Task list.
1. Using the article on the film Looking for Mr. Goodbar below, decide whether each statement agrees with it: (a) Paramount Pictures distributed the film. (b) Judith Rossner wrote the screenplay. (c) The film was Tom Berenger's first. Answer yes or no for each and quote the deciding words.
2. According to the article on the film Looking for Mr. Goodbar below, whose murder inspired the novel the film is based on, and in what year did it happen?

Reading passage.
::::

- Theatrical release poster
- Directed by: Richard Brooks
- Screenplay by: Richard Brooks
- Based on: Looking for Mr. Goodbar (1975 novel) by Judith Rossner
- Produced by: Freddie Fields
- Starring: Diane Keaton Tuesday Weld William Atherton Richard Kiley Richard Gere
- Cinematography: William A. Fraker
- Edited by: George Grenville
- Music by: Artie Kane
- Distributed by: Paramount Pictures
- Release date: October 19, 1977;
- Running time: 136 minutes
- Country: United States
- Language: English
- Box office: $22.5 million

= Looking for Mr. Goodbar (film) =

1977 film by Richard Brooks

Looking for Mr. Goodbar is a 1977 American crime drama film written and directed by Richard Brooks and starring Diane Keaton, Tuesday Weld, William Atherton, Richard Kiley, Richard Gere, and Tom Berenger (in his film debut). Based on the 1975 novel by Judith Rossner, inspired by the 1973 murder of the schoolteacher Roseann Quinn.

::::

Source data.
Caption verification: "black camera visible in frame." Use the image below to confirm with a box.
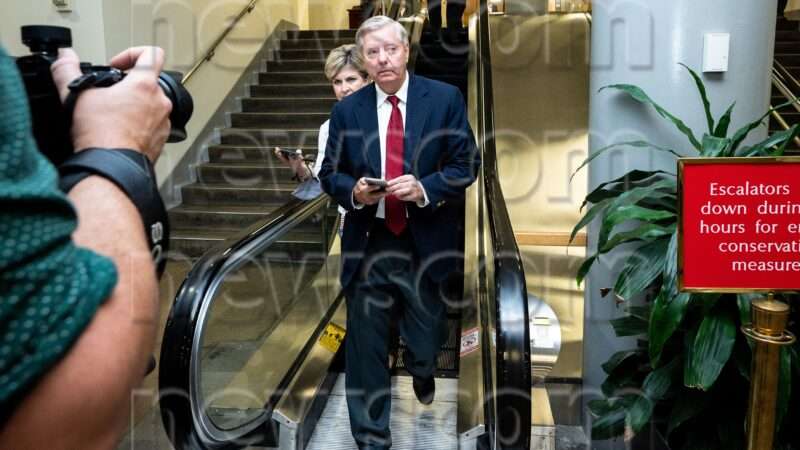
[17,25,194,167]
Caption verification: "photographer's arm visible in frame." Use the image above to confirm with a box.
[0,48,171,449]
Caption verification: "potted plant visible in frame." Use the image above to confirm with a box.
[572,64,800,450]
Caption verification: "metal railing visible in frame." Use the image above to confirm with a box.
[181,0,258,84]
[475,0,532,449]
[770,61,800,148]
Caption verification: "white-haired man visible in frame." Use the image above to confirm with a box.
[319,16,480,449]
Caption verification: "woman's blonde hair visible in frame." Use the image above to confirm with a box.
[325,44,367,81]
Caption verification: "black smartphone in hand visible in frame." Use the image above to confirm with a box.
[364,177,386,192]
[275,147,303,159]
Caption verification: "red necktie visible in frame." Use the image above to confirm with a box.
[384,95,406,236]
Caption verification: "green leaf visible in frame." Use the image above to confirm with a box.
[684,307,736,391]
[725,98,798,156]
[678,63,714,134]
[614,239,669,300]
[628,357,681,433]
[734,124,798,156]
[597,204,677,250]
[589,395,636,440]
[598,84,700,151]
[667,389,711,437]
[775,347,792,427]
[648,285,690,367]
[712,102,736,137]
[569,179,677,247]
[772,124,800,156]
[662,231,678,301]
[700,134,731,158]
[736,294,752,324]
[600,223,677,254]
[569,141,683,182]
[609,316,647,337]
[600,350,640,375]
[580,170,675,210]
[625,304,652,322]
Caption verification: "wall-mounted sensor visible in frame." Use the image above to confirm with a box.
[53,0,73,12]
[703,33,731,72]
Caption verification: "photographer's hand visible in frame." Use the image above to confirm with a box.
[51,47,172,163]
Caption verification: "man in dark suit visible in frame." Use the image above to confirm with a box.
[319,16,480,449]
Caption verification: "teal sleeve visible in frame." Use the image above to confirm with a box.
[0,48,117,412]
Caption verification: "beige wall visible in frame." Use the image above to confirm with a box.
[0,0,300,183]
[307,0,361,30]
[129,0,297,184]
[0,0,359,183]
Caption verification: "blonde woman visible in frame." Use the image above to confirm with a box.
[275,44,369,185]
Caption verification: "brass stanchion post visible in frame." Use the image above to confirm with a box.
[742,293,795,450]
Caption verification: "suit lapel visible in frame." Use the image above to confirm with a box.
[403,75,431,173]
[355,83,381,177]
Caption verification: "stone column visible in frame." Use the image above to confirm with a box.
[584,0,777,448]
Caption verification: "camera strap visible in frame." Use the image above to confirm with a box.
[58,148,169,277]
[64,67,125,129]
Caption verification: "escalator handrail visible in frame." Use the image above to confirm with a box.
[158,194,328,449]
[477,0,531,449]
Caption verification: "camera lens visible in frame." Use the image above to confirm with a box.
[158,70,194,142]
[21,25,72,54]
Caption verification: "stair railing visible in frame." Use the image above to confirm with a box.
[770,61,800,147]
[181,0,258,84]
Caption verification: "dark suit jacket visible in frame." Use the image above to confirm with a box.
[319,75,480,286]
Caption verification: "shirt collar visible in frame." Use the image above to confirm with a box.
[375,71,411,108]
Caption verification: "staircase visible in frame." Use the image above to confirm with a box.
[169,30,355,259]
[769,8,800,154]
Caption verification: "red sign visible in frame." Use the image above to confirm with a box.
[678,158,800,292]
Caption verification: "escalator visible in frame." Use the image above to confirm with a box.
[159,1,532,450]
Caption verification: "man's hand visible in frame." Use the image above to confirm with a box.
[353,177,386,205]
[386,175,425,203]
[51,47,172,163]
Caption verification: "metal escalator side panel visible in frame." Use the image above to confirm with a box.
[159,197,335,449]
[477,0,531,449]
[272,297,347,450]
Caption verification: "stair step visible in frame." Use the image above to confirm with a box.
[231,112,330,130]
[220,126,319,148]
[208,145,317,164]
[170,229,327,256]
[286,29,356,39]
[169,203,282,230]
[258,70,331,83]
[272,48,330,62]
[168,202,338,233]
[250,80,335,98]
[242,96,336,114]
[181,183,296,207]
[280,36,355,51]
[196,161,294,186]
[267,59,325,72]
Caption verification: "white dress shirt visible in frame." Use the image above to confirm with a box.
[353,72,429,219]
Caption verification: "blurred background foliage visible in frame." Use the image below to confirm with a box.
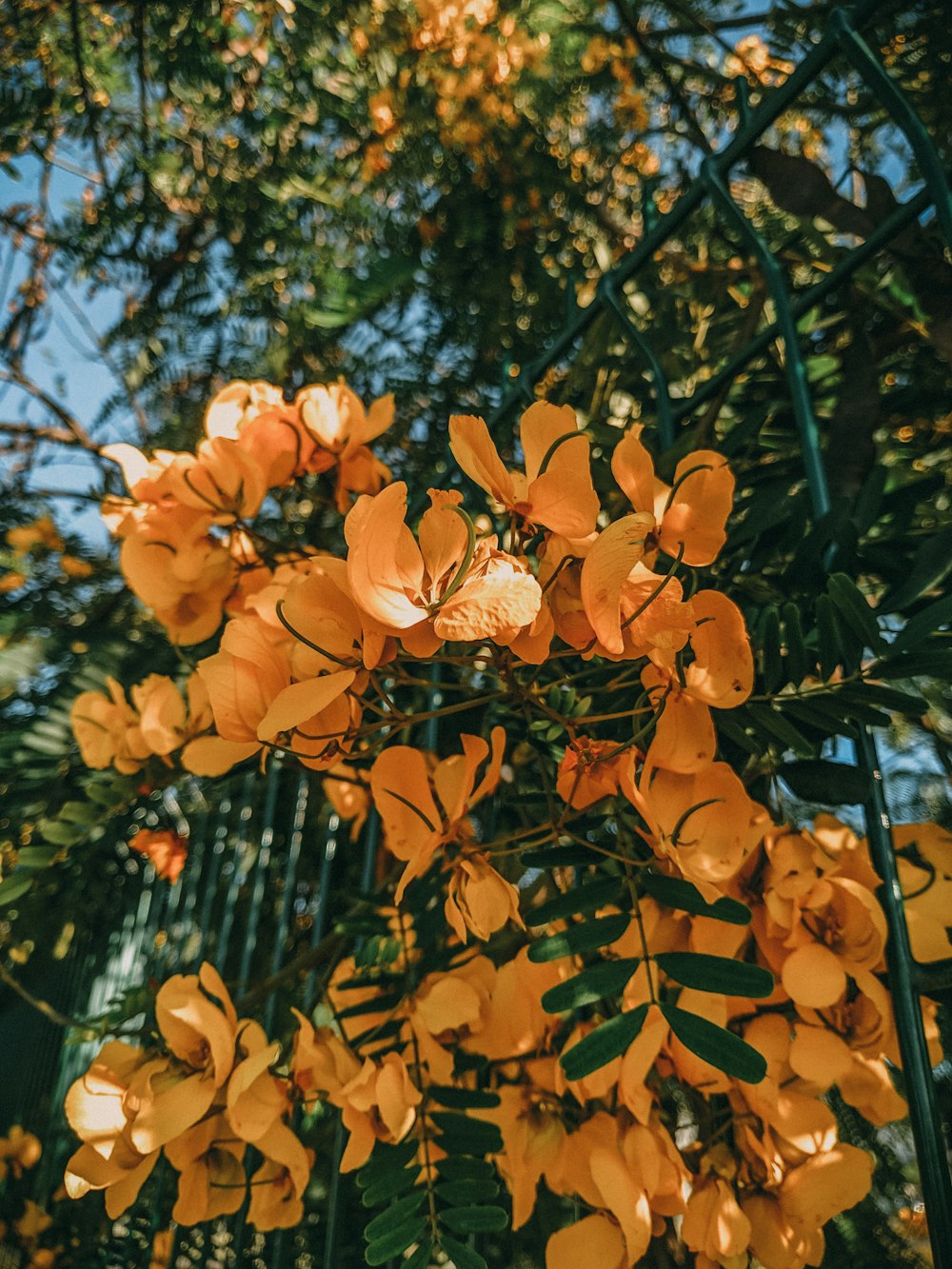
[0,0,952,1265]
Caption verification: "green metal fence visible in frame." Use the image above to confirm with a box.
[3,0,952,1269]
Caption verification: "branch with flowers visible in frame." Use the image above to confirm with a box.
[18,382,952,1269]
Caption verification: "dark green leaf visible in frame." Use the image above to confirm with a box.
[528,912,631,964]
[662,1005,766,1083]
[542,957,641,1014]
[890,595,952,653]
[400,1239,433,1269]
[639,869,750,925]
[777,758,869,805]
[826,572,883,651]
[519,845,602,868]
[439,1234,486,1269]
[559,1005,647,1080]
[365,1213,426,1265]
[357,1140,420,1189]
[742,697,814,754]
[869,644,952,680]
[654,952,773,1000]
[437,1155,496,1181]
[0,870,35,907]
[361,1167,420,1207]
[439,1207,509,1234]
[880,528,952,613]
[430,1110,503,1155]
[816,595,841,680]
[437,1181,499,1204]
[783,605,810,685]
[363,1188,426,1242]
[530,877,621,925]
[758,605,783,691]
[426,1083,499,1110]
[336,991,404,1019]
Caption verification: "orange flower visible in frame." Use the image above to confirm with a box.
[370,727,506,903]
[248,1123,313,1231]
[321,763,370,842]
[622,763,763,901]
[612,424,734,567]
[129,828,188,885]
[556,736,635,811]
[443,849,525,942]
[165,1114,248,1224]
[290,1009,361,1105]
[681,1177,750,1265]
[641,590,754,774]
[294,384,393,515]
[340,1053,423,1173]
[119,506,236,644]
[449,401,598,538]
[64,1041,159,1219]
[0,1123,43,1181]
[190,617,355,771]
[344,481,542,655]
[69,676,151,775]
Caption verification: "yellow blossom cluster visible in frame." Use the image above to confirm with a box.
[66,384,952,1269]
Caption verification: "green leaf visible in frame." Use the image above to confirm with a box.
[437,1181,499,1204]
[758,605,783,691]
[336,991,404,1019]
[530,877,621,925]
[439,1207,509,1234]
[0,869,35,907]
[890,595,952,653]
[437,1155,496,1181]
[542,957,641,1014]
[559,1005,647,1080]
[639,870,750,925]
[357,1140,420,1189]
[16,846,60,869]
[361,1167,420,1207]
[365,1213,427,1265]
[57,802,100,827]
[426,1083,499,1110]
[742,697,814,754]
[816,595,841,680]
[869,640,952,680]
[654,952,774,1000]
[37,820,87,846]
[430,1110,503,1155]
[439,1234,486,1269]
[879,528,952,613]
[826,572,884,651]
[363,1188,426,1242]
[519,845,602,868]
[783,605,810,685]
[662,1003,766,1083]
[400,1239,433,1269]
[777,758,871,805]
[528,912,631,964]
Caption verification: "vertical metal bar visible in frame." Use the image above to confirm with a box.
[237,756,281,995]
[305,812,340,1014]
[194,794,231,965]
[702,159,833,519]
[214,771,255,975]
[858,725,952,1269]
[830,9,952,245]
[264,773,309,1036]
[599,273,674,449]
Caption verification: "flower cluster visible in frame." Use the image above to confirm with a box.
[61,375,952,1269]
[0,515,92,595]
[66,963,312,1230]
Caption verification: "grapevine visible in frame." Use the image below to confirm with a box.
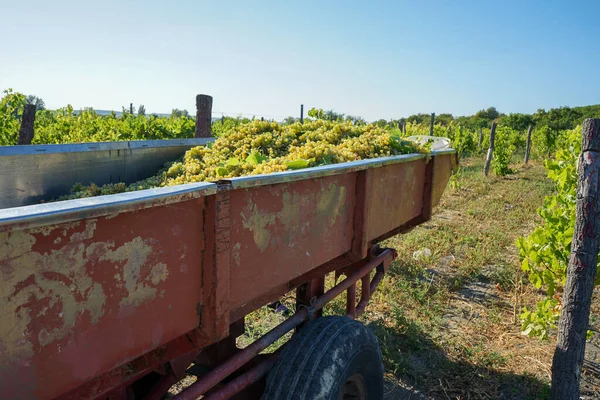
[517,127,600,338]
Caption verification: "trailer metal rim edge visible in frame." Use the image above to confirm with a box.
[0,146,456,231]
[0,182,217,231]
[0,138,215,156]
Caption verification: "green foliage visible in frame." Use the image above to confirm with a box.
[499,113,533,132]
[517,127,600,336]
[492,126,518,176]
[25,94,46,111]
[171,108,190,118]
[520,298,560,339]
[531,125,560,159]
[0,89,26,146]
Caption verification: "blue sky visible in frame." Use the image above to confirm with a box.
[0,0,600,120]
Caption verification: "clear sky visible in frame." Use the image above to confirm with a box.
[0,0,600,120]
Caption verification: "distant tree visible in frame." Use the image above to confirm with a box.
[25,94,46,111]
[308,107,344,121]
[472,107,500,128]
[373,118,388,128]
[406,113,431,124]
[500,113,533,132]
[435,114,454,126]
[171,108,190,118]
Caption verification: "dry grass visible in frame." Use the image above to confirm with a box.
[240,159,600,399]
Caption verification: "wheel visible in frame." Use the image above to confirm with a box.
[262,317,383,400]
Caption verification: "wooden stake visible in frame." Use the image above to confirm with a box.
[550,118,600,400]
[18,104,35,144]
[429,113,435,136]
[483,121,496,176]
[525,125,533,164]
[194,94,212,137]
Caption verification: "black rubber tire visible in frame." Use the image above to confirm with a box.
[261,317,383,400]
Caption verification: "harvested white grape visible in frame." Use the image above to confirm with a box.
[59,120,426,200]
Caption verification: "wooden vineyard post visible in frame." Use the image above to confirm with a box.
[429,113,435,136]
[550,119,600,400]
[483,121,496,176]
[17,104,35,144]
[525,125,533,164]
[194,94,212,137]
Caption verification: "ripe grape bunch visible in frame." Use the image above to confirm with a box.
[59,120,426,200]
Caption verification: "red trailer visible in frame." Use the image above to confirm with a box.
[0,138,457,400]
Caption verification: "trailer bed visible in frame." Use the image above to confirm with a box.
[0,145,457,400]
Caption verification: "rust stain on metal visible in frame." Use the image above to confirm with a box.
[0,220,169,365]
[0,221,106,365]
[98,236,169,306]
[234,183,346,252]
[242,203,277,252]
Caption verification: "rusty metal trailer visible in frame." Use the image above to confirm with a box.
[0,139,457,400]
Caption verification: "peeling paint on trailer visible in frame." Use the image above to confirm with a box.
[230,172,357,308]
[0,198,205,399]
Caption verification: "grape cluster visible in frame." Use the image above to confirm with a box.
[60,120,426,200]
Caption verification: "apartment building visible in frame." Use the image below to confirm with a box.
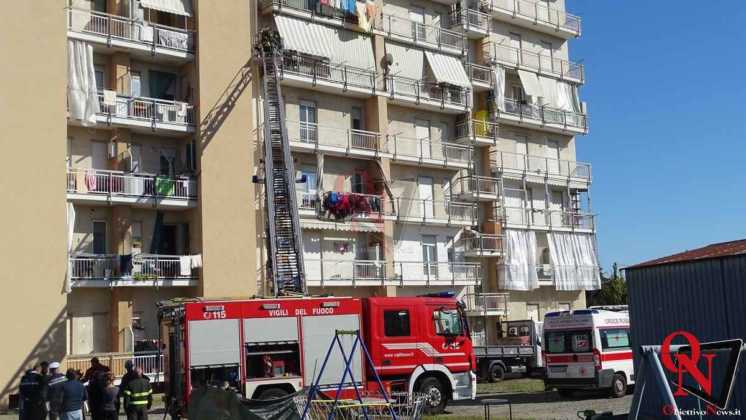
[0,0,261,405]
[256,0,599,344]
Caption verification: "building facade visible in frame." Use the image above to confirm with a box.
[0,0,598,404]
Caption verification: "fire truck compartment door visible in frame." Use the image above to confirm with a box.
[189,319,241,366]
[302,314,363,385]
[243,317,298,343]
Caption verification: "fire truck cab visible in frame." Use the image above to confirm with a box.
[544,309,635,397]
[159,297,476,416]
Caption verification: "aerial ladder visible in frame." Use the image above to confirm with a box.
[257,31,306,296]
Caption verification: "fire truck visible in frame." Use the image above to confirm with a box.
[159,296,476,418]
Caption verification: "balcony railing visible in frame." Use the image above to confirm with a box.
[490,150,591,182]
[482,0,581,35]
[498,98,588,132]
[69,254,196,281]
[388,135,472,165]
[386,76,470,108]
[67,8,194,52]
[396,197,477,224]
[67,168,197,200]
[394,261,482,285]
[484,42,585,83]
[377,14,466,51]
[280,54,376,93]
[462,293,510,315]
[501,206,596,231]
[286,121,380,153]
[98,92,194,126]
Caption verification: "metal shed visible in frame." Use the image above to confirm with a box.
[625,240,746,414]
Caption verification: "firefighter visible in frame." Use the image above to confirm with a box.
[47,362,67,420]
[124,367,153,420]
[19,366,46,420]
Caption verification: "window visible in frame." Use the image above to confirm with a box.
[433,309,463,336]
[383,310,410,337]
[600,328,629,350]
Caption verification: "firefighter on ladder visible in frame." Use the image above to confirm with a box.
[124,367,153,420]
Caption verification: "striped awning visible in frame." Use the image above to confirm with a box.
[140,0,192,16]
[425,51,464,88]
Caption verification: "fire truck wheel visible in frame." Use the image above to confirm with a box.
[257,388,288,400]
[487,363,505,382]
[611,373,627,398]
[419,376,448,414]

::::

Answers by item.
1.
(a) Yes: "Distributed by: Paramount Pictures"
(b) No: "Screenplay by: Richard Brooks"
(c) Yes: "Tom Berenger (in his film debut)"

2. The novel was inspired by the murder of the schoolteacher Roseann Quinn in 1973.